** Start of GIVEN RECORDS **
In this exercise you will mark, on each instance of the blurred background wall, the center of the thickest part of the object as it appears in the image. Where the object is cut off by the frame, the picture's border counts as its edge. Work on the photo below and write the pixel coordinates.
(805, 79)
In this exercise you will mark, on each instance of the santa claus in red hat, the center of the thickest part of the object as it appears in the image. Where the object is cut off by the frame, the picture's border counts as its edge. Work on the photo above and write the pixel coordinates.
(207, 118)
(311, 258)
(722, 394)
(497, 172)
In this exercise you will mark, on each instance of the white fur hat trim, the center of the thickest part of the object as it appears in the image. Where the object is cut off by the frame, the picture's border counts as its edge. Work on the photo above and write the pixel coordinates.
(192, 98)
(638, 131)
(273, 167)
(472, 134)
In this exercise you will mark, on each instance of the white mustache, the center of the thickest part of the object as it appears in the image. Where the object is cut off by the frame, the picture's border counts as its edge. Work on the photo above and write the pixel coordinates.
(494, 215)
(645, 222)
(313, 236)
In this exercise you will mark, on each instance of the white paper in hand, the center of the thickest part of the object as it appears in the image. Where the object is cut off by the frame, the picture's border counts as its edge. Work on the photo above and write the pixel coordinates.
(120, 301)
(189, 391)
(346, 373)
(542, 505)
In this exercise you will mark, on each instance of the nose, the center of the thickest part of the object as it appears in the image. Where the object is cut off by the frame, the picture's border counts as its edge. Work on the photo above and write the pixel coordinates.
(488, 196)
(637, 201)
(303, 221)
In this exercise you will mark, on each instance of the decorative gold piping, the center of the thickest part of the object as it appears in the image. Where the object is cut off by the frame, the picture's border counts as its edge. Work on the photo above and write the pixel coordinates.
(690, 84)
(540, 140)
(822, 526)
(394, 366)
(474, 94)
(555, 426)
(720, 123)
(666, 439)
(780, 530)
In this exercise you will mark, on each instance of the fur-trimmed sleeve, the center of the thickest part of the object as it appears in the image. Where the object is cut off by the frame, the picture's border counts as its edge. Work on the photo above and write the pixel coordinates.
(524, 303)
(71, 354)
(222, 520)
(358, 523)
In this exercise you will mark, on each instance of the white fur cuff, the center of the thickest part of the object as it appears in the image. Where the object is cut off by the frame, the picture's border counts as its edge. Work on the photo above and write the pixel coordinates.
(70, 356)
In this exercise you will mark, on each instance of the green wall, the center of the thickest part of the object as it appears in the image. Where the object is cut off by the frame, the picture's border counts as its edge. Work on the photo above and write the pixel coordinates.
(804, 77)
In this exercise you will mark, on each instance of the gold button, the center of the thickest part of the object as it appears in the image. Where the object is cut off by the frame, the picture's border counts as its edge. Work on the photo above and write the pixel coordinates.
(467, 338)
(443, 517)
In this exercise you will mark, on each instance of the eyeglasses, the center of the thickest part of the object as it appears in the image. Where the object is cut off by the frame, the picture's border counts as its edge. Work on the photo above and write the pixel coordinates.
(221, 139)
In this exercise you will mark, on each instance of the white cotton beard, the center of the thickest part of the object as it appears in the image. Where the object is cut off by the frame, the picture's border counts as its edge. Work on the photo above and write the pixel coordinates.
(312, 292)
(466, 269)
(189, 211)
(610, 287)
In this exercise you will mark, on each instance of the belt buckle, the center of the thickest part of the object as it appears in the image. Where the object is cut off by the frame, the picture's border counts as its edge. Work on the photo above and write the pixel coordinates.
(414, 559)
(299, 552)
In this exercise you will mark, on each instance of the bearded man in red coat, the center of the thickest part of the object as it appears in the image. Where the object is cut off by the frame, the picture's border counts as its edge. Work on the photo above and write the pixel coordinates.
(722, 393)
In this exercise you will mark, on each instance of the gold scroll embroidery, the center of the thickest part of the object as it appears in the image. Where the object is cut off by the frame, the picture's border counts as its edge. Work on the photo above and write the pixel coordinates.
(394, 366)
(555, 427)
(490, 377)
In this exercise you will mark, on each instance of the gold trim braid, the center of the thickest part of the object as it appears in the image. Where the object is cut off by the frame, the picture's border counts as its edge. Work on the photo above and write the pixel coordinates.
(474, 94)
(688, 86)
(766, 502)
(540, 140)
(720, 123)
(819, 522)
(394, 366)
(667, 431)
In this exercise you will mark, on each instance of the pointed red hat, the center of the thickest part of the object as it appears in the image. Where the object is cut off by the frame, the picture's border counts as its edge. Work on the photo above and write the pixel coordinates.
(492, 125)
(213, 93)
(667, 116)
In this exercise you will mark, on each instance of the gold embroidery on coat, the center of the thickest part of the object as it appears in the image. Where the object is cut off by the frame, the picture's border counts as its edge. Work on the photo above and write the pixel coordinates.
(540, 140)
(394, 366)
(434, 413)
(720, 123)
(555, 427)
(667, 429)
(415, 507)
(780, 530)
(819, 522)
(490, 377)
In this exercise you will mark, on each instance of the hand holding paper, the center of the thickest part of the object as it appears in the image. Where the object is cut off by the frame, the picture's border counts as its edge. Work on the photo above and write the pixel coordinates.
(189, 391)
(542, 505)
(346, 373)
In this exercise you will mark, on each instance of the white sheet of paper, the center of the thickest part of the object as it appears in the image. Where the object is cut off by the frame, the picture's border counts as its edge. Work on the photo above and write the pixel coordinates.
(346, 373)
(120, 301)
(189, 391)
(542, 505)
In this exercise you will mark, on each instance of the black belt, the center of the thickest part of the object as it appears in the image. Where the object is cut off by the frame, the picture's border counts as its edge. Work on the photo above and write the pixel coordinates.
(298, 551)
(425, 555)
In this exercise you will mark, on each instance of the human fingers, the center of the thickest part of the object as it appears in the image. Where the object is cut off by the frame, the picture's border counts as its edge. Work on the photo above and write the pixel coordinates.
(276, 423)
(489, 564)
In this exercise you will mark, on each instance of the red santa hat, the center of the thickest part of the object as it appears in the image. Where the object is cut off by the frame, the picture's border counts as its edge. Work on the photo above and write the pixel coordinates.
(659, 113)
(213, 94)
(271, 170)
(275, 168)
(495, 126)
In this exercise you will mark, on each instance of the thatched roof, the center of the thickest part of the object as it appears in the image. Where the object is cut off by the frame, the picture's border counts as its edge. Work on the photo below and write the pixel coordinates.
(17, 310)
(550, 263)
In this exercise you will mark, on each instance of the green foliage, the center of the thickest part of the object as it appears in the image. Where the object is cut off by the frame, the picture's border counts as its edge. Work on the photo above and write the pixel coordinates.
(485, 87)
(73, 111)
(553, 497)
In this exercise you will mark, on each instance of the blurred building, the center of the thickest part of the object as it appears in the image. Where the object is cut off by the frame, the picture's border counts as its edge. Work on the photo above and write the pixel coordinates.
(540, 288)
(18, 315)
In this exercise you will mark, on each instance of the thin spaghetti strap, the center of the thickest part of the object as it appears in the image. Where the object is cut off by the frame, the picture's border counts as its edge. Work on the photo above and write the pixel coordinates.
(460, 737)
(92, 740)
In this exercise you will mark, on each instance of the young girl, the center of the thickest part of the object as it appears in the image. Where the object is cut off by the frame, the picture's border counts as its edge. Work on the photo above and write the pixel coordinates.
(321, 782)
** End of GIVEN RECORDS **
> DO THIS
Working from the material above, retype it in its entirety without change.

> RESPONSE
In this exercise you will mark, on each instance of the blurred background wall, the center of the thickest part of the object as it appears in the image. Where the object is cut off by the frame, the picture's border counts as its edge. Work on the photo below and write the pixel coordinates.
(805, 79)
In this exercise you will mark, on each instance of the santa claus in red hat, the center of the thickest part of the object as it appears in the image. Where the object is cut off by the frame, the picture's border counts as its edge. Work on the photo above and write the pixel coordinates.
(207, 118)
(311, 258)
(722, 394)
(497, 172)
In this exercise you will mark, on each instance of the white fur hat trim, the center of the thickest part of the object as it appears in the image. Where the object is cut off by the frame, the picture's border counts as its edge. Work on the photo above and write the pixel coordinates.
(192, 98)
(638, 131)
(273, 167)
(472, 134)
In this exercise you will mark, on each instance of the white mustache, the center of the thickest part of the object as it appears in the image. Where the object is cut off by the frame, the picture's border counts as its edge. Work on the photo above and write the pixel coordinates.
(494, 215)
(645, 222)
(313, 236)
In this exercise you will mark, on each instance of the white paper in hand, the center of the thickest part of the object as it appears in the image. Where the object is cut off by the frame, the picture's border counts as its edge. Work on the photo above and write the pixel coordinates.
(120, 301)
(189, 391)
(346, 373)
(542, 505)
In this exercise you will mark, on each instance of the nose, the center of the thickest part of the object as it appears in the image. Where the object is cut off by the frame, the picture's border counts as its edge. Work on the photo above and write the pixel coordinates.
(488, 196)
(637, 201)
(303, 221)
In this exercise you will mark, on each instance of the decorative gold piping, the center of the thickest part of the object as it appears in the image. Where the object is cut off by the frame, the picture's border counts as its edge. Work on the photo above and write the pixel coordinates.
(690, 84)
(540, 140)
(822, 526)
(394, 366)
(474, 94)
(555, 426)
(720, 123)
(666, 439)
(780, 530)
In this exercise you will mark, on each instance of the fur-trimmed sleeve, the center of the thickest part of the object as it appears in the image. Where the object is cut off by the frame, the picture's border counts as its edge. Work on the photo above and write the pixel coordinates.
(524, 303)
(71, 354)
(222, 520)
(358, 523)
In this exercise you will mark, on each instance of the white fur cuff, the center of the thickest part of the object as it appears in the image. Where the object is cut off by the frame, the picture's border counts as its edge. Work on the photo above and write the pixel coordinates.
(70, 356)
In this exercise you will mark, on each instance of the green wall, the center of the thickest part of the object as it appears in the image. Where the object is cut off by the frame, the picture's border counts as its edge. Work on the photo above and write the pixel coordinates.
(804, 77)
In this exercise you will mark, on each instance of the gold button, the center of the thickest part of the object as it appears in the image. Where the object is cut off by the frame, the picture's border counts as its edge. Work on the photo above and write the pixel coordinates.
(467, 338)
(443, 517)
In this exercise you will mark, on each instance of the eyeglasses, the center of the thickest part of the object as it appears in the image. Where the object is cut off by the frame, the picture's border counts as its edge. Work on the photo above and write the pixel coordinates.
(221, 139)
In this exercise you will mark, on each instance of the white cotton beard, the center of the thickest part of the object as it appears in the image. Where the object is cut off by the frame, the picture's border counts as its edge. Work on the photo above and write the pixel coordinates.
(312, 292)
(466, 269)
(189, 211)
(610, 287)
In this exercise you will mark, on each instance of the belt buckle, the center of the thickest part of the object as it appears in the image. Where the object is cut off by the frame, the picture's border counts as its edge. Work on the photo above and write the pixel coordinates.
(414, 559)
(299, 552)
In this exercise you will mark, on each instance of the bearded man in red coat, the center of the thickest part of the object as it appears in the image. Where the object is cut off by the frame, the picture's border counts as its edge. Work on the photo above and write the pixel coordinates.
(722, 393)
In this exercise you will mark, on each instance of the gold scroll embroidery, the center of the thickest part of the object as it appears in the image. Where the object is cut off by the frame, the picture's border counts as its edge. Work on the photo above and write the pixel coordinates.
(394, 366)
(555, 427)
(490, 377)
In this exercise you will mark, on each instance of the gold trim braid, the center of the thickest part of the object as it appears in the image. Where the object is cut off by the frame, the picture's border counts as its edge. Work on the photo above and write the pixel coordinates.
(474, 94)
(688, 86)
(766, 502)
(540, 140)
(720, 123)
(819, 522)
(394, 366)
(667, 431)
In this exercise you will mark, on each instance of the pointed red hat, the center of the thickest part of the object as it appears in the image. Where the object is cut off by the frame, the picture's border counts as its edge. Work on the photo above and write the pixel coordinates.
(492, 125)
(213, 93)
(667, 116)
In this exercise you will mark, on each instance of the gold embroidery on coat, the center of the thickest part of the object as it appears in the image. Where the object is cut off by the frame, the picture's border counts as its edge. Work on the photo above and write the pixel coordinates.
(540, 140)
(394, 366)
(434, 413)
(720, 123)
(555, 427)
(667, 429)
(415, 507)
(780, 530)
(819, 522)
(490, 377)
In this exercise you will mark, on each instance of the hand holding paper, the center of the thickest part of the object as it appears in the image. Where the object is cut off by the frame, the picture's border counts as its edge. Work on the photo above and write the pixel coordinates.
(189, 391)
(542, 505)
(346, 373)
In this exercise you will mark, on each instance of the white sheet of paper, the center of the thickest part of the object as it appears in the image. Where the object is cut off by the frame, the picture's border counts as its edge. Work on the photo above and write the pixel coordinates.
(346, 373)
(120, 301)
(189, 391)
(542, 505)
In this exercise you will mark, on each instance of the black belt, the center of the thickest part of the object as it appears in the image. Where the object is cut off by the frame, the picture's border counts as its edge. Work on the photo above and write the pixel coordinates.
(298, 551)
(425, 555)
In this exercise you will mark, on each instance of the human fingers, the center of the thickest part of the object as it appears in the image. Where the object is cut off by the frame, the picture's border counts as its edge. Work on the photo above and write the pixel coordinates.
(276, 423)
(489, 564)
In this exercise you will mark, on each instance of the red santa hat, the center of the thickest part of the object as it appears in the image. Where the object is cut off by the frame, the picture's border counts as its edge. Work on the photo above and write the pixel coordinates.
(659, 113)
(213, 94)
(271, 170)
(275, 168)
(495, 126)
In this exercise you will mark, on each instance of the thatched roof, the center of the thickest part of the object as it appears in the image. Where the object is cut off by the frame, the picture's border counts as its edge. Work on the photo below and write the pixel coordinates.
(17, 310)
(550, 263)
In this exercise you will mark, on each instance of the green foliage, the center of the thickest part of the object as it appears in the image. Where the object is cut off by the frame, the picture's border counts as its edge. Work on the photo above and write the pixel coordinates.
(485, 87)
(73, 111)
(553, 497)
In this exercise you will mark, on each instance of the blurred building, the center of the thickest part of the object as it appears in the image. Where the object is cut off by the frame, the picture's border counts as its edge. Work on the photo above and write the pixel coordinates.
(540, 288)
(18, 315)
In this exercise you will mark, on each instance of the thin spaghetti strap, the center of the thickest part of the object as it appears in the image. Where the object is cut off by the frame, the picture's border counts as its edge. Work on the photo above and write the pixel coordinates.
(460, 737)
(92, 740)
In this exercise you will mark, on each instance of the young girl, the center of the thickest part of the object as it appears in the image. Where the object is cut off by the frame, the picture's border counts as its edge. Work on the photo above and write the pixel coordinates.
(321, 782)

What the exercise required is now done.